# Given entries:
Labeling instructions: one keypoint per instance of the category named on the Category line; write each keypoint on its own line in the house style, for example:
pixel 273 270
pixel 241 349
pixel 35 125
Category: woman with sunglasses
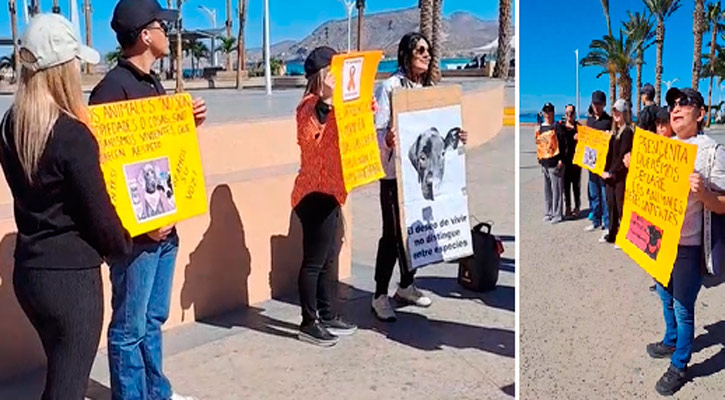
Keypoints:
pixel 66 223
pixel 414 71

# Task objective:
Please copy out the entries above line for line, keeping every character the same, and leave the pictures out of your copy.

# Correct answer:
Labeling instructions: one keypoint per instance of the category named on the Category line; write each keypoint on its own line in the house style, for example:
pixel 273 270
pixel 241 349
pixel 35 125
Category: woman with sunglasses
Keypoints:
pixel 66 223
pixel 414 71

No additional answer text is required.